### Exercise directions:
Each line of the entries below that includes "logo" belongs in your answer.

Records from a data collection:
——
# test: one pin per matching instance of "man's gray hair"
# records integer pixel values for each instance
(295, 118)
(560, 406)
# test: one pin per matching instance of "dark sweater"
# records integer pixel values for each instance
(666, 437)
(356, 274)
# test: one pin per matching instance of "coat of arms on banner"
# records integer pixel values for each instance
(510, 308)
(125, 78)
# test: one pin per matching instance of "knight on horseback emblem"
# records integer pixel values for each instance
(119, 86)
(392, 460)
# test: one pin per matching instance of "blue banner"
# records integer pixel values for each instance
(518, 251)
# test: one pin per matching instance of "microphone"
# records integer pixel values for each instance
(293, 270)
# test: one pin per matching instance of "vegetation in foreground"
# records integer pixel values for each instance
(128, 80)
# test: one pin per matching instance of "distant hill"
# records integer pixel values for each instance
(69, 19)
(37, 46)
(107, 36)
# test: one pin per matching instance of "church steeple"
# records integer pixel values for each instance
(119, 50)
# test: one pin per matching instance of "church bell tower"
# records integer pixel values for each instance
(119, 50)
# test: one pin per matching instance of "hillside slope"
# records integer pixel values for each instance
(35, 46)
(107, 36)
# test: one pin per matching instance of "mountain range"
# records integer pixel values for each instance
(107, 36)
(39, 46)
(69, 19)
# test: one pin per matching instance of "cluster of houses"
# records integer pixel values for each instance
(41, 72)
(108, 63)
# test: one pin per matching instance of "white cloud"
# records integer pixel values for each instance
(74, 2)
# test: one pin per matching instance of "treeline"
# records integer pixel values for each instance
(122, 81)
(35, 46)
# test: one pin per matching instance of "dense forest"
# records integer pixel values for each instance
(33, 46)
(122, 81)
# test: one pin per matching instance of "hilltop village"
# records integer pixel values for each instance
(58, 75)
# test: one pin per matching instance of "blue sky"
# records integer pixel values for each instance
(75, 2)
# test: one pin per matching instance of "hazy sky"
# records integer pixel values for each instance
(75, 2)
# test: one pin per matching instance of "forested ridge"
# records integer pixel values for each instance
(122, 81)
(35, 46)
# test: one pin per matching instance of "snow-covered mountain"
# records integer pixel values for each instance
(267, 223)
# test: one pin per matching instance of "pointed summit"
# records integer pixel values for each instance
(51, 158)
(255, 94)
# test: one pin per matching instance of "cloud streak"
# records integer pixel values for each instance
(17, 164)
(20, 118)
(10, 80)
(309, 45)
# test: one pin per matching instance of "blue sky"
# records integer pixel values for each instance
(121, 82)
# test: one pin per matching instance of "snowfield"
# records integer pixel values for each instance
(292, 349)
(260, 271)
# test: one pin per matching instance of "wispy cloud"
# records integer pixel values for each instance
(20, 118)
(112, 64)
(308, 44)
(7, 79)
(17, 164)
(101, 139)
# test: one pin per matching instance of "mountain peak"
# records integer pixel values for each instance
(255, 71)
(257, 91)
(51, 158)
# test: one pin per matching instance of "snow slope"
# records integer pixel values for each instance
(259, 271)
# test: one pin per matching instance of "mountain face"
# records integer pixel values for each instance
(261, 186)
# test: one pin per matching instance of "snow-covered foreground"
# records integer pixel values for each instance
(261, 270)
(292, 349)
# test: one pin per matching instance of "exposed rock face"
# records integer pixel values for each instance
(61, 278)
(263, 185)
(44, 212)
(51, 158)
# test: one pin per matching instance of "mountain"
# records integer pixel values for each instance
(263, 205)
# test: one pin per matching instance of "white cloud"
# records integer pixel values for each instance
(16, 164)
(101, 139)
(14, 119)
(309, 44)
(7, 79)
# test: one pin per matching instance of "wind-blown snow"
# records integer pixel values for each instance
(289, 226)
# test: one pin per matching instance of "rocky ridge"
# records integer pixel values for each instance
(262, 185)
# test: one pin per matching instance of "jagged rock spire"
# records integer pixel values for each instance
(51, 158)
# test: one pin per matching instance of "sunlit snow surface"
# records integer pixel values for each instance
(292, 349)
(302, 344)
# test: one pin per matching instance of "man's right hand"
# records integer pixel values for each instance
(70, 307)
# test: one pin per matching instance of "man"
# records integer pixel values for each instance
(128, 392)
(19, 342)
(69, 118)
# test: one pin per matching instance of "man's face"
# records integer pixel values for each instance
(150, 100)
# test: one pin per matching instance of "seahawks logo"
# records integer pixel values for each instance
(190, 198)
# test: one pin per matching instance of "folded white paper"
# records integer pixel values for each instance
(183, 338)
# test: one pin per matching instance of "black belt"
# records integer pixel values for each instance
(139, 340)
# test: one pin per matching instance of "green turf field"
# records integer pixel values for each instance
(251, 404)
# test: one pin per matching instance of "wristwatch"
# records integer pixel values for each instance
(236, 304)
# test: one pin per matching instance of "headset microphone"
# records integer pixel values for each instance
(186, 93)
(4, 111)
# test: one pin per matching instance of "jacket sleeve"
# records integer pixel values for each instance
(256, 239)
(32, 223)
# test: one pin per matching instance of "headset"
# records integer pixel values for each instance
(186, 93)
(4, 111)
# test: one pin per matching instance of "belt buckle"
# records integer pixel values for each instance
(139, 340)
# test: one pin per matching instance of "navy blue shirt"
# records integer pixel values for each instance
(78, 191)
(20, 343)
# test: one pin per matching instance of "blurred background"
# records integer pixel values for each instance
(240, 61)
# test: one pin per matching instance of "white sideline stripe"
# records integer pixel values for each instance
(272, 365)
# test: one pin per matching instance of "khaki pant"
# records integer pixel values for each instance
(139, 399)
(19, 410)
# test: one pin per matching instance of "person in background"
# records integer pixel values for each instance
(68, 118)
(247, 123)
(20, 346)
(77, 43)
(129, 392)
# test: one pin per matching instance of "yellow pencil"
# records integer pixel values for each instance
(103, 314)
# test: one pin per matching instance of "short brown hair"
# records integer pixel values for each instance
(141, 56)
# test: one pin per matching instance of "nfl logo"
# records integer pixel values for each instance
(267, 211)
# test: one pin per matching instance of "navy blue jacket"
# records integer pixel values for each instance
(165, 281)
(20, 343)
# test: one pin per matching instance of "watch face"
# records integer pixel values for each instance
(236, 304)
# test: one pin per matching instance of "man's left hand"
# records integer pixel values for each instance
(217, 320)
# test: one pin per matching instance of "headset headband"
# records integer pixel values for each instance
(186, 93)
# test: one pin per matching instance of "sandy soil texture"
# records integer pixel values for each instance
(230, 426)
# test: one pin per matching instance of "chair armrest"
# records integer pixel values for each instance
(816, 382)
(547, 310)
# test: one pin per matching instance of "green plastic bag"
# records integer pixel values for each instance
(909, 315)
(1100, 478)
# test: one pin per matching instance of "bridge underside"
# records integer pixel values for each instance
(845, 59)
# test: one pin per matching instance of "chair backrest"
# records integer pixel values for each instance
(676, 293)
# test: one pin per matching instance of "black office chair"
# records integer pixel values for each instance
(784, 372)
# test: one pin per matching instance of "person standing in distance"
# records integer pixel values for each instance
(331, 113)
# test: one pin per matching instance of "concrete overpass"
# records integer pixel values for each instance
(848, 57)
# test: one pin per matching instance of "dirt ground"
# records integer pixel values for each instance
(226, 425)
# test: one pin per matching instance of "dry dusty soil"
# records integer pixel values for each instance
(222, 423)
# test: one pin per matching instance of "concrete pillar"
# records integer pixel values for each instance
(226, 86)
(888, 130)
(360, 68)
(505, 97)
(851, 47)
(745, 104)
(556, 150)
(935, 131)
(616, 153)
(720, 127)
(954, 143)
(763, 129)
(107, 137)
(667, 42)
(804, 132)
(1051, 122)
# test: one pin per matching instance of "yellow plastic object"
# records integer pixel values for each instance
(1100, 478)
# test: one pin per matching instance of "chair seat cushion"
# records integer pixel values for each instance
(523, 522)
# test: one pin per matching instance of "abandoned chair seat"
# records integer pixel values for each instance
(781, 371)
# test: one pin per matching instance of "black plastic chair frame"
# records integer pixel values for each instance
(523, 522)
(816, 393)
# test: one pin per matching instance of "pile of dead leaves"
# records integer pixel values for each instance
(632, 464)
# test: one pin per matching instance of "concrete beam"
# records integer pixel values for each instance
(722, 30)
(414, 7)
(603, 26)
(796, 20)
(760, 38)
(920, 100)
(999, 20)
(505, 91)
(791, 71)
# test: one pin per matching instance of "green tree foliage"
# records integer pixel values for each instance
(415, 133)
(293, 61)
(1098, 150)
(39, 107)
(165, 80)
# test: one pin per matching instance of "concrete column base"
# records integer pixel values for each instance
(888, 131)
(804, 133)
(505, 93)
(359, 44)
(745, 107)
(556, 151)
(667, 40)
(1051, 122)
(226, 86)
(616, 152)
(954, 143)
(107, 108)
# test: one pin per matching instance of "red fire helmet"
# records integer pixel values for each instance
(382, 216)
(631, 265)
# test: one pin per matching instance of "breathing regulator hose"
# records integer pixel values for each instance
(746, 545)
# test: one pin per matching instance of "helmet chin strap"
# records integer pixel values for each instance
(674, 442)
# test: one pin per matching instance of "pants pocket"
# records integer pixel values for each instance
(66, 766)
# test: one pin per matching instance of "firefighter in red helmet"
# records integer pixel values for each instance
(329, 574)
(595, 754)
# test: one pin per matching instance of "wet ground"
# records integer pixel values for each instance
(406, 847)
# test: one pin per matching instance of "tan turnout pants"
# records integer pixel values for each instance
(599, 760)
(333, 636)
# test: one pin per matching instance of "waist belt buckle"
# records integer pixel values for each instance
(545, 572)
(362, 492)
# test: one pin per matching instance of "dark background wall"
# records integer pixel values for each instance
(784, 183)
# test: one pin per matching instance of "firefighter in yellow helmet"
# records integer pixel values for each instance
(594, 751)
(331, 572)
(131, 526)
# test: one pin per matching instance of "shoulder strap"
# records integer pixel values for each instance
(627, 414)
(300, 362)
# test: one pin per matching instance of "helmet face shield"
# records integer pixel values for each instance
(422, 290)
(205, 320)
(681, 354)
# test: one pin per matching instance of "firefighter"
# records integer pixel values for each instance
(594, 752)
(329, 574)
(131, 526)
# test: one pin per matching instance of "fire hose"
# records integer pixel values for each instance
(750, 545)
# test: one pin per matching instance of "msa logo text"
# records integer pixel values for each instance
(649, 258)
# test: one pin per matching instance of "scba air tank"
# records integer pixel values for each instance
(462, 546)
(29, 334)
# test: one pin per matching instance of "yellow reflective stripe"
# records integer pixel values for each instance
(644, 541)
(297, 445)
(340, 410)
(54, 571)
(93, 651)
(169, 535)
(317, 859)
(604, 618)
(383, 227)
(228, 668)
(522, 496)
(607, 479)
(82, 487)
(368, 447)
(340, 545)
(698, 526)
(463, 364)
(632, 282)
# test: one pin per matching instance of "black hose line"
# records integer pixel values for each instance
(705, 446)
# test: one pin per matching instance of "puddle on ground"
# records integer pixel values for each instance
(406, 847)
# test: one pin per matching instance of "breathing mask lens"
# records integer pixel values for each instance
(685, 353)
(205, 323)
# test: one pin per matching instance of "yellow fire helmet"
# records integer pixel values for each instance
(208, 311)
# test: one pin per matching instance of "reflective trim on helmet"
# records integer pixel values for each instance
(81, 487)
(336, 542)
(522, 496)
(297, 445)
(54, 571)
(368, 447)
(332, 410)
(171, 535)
——
### Answer section:
# test: one pin per matching instance of "seahawks logo"
# test: one pin per matching instance of "nfl logo"
# test: one pin per matching instance of "msa logo text"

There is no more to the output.